Trecho do texto:
O MPE/AL e o MP de Contas também detectaram que 66 funcionários, entre janeiro de 2010 e julho de 2013, receberam R$ 7.096.620,94 (sete milhões, noventa e seis mil, seiscentos e vinte reais e quatro centavos) da Assembleia e, ao mesmo tempo, tiveram depósitos do Bolsa-Família de R$ 118.988 mil.
Já no município de Delmiro Gouveia, Sertão de Alagoas, um servidor, que foi agraciado com um lote durante o processo de reforma agrária e recebia o benefício do Sipra, teve vencimentos de mais de R$ 26 mil entre os anos de 2010 e 2013.
Servidores que estão aposentados por invalidez e recebem seus vencimentos pelo INSS, um deles há 34 anos, consta na folha de pagamento da Assembleia Legislativa. Nesse caso, em específico, a Previdência Social pagou a ele um salário de R$ 622,06, pelo menos, até julho do ano passado. Já do Legislativo, esse mesmo funcionário ganhou, somente no intervalo de tempo de janeiro de 2011 e outubro deste ano, exatos R$ 384.954,23. Na soma geral de aposentados por invalidez que também receberam da ALE/AL, está a conta de R$ 2.951.678,29 (dois milhões, novecentos e cinquenta e um mil, seiscentos e setenta e oito reais e vinte e nove centavos).

Linhas fornecidas:

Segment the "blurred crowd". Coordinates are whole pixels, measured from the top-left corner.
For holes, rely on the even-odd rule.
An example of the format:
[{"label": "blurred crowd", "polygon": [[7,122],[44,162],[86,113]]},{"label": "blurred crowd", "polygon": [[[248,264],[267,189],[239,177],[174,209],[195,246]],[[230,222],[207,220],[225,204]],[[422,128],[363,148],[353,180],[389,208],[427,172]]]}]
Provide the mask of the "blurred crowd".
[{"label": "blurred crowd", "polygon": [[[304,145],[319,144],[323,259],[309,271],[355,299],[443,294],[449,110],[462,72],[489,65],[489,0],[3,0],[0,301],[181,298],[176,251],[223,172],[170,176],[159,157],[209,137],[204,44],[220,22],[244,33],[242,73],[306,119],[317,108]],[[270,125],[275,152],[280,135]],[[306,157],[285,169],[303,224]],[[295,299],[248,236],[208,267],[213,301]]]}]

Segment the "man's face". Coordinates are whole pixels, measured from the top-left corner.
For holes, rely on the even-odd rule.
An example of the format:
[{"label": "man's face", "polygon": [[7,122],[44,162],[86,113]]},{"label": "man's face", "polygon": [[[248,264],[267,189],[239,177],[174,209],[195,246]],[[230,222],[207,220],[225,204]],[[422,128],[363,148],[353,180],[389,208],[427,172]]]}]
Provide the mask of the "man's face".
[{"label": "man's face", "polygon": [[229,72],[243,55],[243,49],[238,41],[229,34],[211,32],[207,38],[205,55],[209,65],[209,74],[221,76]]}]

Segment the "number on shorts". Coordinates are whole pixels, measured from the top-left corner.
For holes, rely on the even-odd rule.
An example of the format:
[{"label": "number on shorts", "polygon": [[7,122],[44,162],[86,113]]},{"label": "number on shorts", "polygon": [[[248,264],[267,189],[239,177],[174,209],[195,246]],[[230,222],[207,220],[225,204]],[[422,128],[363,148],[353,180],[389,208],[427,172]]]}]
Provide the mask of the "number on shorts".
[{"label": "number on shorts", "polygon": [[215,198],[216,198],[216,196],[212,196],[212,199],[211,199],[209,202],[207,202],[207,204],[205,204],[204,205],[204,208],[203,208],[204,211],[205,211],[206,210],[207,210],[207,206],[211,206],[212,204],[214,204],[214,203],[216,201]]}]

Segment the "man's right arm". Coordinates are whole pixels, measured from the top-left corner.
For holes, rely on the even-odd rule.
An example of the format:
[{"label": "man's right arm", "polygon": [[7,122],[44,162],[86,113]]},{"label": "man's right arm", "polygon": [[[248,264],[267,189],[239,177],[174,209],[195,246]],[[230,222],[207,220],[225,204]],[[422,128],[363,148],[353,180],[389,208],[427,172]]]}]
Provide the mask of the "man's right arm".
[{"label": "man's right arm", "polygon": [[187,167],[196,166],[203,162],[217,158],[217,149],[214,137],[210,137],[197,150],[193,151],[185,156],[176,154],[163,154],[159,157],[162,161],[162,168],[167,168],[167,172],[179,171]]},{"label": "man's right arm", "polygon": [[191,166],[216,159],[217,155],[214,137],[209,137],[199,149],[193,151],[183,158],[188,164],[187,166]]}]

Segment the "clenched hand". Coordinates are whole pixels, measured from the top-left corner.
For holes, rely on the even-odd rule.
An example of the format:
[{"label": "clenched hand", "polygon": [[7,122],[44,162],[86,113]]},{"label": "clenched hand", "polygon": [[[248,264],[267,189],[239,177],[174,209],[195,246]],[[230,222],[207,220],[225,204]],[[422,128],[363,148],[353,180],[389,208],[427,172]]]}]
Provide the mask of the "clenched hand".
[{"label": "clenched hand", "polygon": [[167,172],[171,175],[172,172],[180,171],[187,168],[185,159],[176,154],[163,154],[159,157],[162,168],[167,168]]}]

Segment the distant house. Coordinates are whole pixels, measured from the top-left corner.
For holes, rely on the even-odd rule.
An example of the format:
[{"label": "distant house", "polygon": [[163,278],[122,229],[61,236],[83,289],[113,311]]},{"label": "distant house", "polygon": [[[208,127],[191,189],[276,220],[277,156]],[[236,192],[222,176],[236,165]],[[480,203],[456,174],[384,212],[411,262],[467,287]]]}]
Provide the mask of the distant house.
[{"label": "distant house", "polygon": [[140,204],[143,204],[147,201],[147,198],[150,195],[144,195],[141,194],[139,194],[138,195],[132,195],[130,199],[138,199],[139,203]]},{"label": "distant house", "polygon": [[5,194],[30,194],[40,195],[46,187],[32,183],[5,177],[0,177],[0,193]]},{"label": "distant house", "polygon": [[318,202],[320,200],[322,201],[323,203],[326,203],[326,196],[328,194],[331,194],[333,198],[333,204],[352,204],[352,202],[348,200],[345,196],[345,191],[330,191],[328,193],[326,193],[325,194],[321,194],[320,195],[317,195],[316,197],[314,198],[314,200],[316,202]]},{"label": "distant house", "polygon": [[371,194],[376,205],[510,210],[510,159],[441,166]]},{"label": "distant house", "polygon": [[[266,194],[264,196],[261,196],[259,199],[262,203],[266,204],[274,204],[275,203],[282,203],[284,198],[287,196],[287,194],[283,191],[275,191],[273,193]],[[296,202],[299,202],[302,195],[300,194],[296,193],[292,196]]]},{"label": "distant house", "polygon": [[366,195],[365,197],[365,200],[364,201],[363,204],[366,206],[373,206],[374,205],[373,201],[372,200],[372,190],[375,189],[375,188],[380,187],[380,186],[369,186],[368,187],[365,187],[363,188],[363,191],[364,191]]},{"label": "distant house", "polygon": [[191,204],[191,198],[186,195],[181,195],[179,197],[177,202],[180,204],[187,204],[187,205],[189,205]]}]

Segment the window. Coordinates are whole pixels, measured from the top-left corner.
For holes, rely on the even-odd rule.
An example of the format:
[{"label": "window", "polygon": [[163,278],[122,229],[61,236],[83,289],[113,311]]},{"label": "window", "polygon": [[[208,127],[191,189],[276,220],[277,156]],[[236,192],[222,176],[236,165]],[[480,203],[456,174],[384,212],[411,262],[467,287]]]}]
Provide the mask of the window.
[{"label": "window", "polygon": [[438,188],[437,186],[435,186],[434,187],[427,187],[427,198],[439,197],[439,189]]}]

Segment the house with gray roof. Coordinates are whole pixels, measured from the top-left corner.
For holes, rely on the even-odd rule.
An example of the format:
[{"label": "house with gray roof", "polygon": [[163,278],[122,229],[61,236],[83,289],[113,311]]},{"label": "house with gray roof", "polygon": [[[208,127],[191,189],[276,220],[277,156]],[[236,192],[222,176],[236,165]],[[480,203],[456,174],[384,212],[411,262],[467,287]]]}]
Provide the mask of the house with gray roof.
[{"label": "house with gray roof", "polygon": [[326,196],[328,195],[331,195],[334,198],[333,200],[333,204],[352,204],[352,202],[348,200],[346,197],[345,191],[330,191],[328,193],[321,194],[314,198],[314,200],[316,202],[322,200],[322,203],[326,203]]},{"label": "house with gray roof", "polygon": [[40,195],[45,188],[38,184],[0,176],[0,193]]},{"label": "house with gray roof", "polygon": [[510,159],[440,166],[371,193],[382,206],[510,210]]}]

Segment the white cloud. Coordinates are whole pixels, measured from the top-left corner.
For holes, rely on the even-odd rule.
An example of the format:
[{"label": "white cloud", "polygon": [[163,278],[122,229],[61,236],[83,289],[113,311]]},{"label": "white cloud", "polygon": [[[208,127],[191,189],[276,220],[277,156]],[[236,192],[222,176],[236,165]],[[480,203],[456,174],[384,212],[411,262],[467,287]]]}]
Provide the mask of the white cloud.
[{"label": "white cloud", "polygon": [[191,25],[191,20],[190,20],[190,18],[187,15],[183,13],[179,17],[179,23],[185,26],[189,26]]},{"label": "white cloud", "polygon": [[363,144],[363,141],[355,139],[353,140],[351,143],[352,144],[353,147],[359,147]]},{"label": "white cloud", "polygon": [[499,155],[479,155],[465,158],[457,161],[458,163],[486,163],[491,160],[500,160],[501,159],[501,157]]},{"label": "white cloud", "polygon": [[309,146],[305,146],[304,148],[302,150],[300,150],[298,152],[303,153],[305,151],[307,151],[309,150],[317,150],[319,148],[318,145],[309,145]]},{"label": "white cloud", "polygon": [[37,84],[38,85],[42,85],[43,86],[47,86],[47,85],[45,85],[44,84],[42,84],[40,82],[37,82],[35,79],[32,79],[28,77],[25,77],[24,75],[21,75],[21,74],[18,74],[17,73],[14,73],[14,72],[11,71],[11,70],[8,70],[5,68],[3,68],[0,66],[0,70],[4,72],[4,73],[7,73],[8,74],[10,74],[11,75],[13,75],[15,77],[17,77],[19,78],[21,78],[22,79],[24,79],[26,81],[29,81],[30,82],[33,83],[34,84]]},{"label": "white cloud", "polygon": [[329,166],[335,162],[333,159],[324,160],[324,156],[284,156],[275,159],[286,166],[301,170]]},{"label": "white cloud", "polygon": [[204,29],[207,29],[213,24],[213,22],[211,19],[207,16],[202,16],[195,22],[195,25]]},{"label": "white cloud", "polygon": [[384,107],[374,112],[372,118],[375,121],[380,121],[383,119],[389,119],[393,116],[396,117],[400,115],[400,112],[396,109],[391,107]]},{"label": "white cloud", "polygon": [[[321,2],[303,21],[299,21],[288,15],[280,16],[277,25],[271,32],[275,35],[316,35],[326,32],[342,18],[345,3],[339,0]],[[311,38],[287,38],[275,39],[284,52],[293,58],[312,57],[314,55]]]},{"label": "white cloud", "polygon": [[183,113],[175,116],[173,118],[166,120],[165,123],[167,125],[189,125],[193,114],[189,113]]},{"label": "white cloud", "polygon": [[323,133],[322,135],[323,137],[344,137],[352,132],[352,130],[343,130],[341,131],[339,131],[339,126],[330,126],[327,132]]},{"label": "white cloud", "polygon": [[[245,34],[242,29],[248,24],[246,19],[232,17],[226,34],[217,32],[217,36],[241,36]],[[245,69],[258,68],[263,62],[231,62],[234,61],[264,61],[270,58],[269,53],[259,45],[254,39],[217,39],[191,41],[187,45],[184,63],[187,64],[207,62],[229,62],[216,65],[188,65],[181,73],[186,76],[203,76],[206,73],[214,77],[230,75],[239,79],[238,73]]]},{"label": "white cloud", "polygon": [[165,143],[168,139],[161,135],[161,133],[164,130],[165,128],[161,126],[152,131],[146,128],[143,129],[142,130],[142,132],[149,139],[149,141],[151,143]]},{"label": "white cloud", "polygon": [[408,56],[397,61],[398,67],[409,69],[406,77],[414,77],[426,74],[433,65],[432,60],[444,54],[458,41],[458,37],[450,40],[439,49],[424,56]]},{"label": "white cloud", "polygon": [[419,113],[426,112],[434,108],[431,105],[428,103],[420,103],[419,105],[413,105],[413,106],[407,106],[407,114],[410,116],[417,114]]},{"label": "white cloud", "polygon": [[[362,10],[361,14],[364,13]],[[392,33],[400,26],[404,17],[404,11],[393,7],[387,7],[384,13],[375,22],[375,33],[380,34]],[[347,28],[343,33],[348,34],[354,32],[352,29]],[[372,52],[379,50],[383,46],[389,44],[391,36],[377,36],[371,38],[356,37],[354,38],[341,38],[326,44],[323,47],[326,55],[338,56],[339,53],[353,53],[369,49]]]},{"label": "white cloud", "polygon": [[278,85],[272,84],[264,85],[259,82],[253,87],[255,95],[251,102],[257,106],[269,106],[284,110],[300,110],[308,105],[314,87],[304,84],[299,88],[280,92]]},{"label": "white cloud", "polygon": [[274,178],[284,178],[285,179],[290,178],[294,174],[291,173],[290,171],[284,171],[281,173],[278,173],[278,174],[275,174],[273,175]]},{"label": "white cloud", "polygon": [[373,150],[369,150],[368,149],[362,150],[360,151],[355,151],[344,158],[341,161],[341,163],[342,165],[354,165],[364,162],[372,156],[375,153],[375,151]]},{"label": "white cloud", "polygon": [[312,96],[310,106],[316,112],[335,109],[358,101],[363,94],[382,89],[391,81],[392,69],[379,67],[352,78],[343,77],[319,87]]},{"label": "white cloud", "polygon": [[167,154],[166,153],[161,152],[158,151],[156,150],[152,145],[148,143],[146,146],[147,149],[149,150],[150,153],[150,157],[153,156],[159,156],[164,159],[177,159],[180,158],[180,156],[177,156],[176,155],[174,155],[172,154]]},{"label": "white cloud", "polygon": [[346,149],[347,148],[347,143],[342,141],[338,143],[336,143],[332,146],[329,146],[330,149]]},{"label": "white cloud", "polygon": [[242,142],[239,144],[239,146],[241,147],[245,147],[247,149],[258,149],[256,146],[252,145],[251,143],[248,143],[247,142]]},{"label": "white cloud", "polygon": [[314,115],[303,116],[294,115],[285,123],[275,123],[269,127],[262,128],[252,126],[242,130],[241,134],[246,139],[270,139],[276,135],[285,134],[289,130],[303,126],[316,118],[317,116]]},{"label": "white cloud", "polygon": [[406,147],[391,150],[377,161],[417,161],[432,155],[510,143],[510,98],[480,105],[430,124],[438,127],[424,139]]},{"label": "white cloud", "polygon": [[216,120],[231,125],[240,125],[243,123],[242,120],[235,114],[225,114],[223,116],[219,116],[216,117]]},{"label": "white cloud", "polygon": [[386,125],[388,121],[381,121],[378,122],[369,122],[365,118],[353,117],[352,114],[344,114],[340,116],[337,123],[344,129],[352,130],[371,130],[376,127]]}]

Tarefas:
1. Por favor, transcreva do texto sobre a Assembleia o trecho que começa em "O MPE/AL e o" e termina em "2010 e 2013.".
2. Segundo o texto sobre a Assembleia, quantos funcionários receberam da Assembleia e, ao mesmo tempo, depósitos do Bolsa-Família entre janeiro de 2010 e julho de 2013?
As linhas vêm de outra fonte, não do texto.

Respostas por tarefa:
1.
O MPE/AL e o MP de Contas também detectaram que 66 funcionários, entre janeiro de 2010 e julho de 2013, receberam R$ 7.096.620,94 (sete milhões, noventa e seis mil, seiscentos e vinte reais e quatro centavos) da Assembleia e, ao mesmo tempo, tiveram depósitos do Bolsa-Família de R$ 118.988 mil.
Já no município de Delmiro Gouveia, Sertão de Alagoas, um servidor, que foi agraciado com um lote durante o processo de reforma agrária e recebia o benefício do Sipra, teve vencimentos de mais de R$ 26 mil entre os anos de 2010 e 2013.

2. 66 funcionários.